# [TASK DESCRIPTION]
Please update the rows below by replacing "expected output" with "target output" wherever it appears, changing nothing else.
%%
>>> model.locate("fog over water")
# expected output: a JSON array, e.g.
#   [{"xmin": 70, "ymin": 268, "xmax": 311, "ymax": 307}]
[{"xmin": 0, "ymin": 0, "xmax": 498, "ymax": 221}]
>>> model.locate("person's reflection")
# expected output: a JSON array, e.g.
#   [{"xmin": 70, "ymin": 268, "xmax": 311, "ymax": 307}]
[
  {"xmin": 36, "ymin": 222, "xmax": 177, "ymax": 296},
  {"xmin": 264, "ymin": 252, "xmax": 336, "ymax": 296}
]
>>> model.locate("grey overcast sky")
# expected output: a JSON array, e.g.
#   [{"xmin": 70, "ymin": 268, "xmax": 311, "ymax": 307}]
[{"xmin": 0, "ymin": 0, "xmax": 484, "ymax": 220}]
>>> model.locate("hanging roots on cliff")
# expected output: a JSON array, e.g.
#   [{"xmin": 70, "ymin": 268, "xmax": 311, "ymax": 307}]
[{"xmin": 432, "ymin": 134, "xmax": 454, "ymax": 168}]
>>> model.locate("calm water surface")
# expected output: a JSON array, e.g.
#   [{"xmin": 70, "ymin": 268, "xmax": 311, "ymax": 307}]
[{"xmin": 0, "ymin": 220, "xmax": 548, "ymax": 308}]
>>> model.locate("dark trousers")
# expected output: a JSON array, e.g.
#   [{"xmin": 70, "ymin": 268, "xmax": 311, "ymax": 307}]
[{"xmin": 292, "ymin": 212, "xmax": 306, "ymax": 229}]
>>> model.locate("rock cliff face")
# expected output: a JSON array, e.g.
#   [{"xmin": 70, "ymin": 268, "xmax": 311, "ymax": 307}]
%%
# [EXERCISE ANSWER]
>>> model.locate("fog over water")
# target output: a JSON array, e.g.
#   [{"xmin": 70, "ymin": 268, "xmax": 311, "ymax": 307}]
[{"xmin": 0, "ymin": 0, "xmax": 498, "ymax": 221}]
>>> model.locate("person's reflection")
# target output: a JSON array, e.g.
#   [{"xmin": 70, "ymin": 268, "xmax": 311, "ymax": 307}]
[
  {"xmin": 36, "ymin": 222, "xmax": 177, "ymax": 296},
  {"xmin": 264, "ymin": 252, "xmax": 336, "ymax": 296}
]
>>> model.locate("grey overcast sky")
# target output: a JSON array, e.g.
#   [{"xmin": 70, "ymin": 268, "xmax": 311, "ymax": 307}]
[{"xmin": 0, "ymin": 0, "xmax": 484, "ymax": 220}]
>>> model.locate("hanging roots on cliff")
# target output: a JSON array, e.g.
#   [{"xmin": 70, "ymin": 268, "xmax": 311, "ymax": 307}]
[{"xmin": 432, "ymin": 134, "xmax": 454, "ymax": 168}]
>>> model.locate("calm water surface")
# target output: a JSON array, e.g.
#   [{"xmin": 70, "ymin": 268, "xmax": 311, "ymax": 307}]
[{"xmin": 0, "ymin": 220, "xmax": 548, "ymax": 308}]
>>> model.locate("dark trousers")
# target output: a JSON array, e.g.
#   [{"xmin": 70, "ymin": 268, "xmax": 311, "ymax": 307}]
[{"xmin": 292, "ymin": 212, "xmax": 306, "ymax": 229}]
>>> model.locate("rock cliff face")
# target output: a JSON array, e.g.
#   [{"xmin": 70, "ymin": 268, "xmax": 311, "ymax": 307}]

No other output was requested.